■ Material provided:
· · · ·

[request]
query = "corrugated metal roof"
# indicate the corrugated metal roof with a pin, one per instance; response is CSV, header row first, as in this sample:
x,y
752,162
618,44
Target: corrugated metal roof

· · · ·

■ What is required: Return each of the items above unchanged, copying every line character for character.

■ Final result:
[request]
query = "corrugated metal roof"
# indicate the corrugated metal roof with a pin, one per instance; response is CSV, header row first, as in this sample:
x,y
752,162
618,44
Target: corrugated metal roof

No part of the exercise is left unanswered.